_Exercise instructions:_ Pick up the piece on mathematical modeling below after its last sentence and extend it by a paragraph or two, leaving the data that follows it aside.

_Text shown:_

David Abrahamson, Rhode Island College – Mathematical Modeling
On Rhode Island College Week: Mathematical models help with predicating the future.
David Abrahamson, professor of mathematical sciences, discusses this exciting part of mathematical study.
Dave grew up in suburban Los Angeles and was a mathematics major at Harvey Mudd College. He came to Brown University to earn a doctorate in differential equations in their renowned Division of Applied Mathematics, and he has lived in Rhode Island since graduate school. He has taught at Rhode Island College since 1986, during which time he has taught over 30 different courses.
One of the most fascinating fields in applied mathematics is something called “mathematical modeling.” In mathematical modeling, we try to create mathematical representations of real world processes. These representations can then be used to make predictions and, in particular, to help with decision-making. Many phenomena are well-understood, and appropriate models are in place: for example, the mathematical model for radioactive decay has been understood for many decades, and important science like carbon dating is a result.

_Data below:_
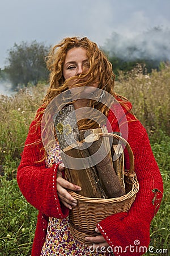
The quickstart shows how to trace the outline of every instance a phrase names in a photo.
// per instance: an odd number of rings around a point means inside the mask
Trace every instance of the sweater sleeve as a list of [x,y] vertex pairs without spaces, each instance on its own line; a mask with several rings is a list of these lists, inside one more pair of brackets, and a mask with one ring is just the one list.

_Response to this exercise:_
The challenge in mathematical modeling is how to deal with new situations. A model has to satisfy multiple criteria. First, and most obviously, it has to actually fit the available data: the numbers and predictions that a proposed model produces have to be a close match to the information that is collected in the real world. Second, the model has to be based on science that matches the process at hand. One cannot take a bunch of points on a graph and simply fit some mathematical equation to them without having good reason to believe that that equation is appropriate to the underlying dynamics. There have been many examples of significant errors where this part of the modeling process has been overlooked, including, in the spring of 2020, some wildly incorrect predictions for the course of the Covid-19 epidemic in the United States.
A few years ago, I was part of a small team that modeled the population of a particular type of marine life off the coast of the northeastern United States. An oceanographer collected data about the population, and one of my colleagues and I worked with him to use a variant of a differential equations population model to learn what oceanic and atmospheric factors are most important to the long-term value of the population. Every bit we learn about the various populations in the vast ocean food web is a step toward a more stable and sustainable future.